** BEGIN **
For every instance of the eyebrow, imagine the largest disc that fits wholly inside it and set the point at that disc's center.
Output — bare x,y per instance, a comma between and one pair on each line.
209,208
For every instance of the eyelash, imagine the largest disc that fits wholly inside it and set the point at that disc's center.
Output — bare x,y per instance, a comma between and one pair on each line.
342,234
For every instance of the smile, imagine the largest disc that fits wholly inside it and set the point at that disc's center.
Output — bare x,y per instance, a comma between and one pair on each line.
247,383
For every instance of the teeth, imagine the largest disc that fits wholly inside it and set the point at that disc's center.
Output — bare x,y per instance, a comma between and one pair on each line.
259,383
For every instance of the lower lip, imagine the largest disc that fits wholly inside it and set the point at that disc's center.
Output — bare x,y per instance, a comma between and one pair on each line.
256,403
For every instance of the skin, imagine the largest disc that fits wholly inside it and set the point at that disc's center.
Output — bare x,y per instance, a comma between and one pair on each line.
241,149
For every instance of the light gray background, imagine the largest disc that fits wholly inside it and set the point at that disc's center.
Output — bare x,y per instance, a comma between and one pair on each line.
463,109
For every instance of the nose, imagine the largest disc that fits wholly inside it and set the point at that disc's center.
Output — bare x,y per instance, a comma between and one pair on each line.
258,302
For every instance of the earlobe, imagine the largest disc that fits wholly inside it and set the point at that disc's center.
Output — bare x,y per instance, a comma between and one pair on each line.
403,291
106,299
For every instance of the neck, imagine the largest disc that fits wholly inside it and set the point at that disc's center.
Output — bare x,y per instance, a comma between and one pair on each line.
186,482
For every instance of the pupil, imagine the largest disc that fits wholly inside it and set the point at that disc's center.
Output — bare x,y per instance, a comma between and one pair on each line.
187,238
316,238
** END **
Reproduce everything from the line containing "For every instance of the pupil, imagine" down to the last of these lines, keeping every line in full, but increase each point coordinate in the answers by 120.

For every instance of the pupil, imagine the largest disc that fits wholly inside it and set the point at that disc's center.
Output — bare x,y per instance, a comma between and one pair on each line.
307,358
436,358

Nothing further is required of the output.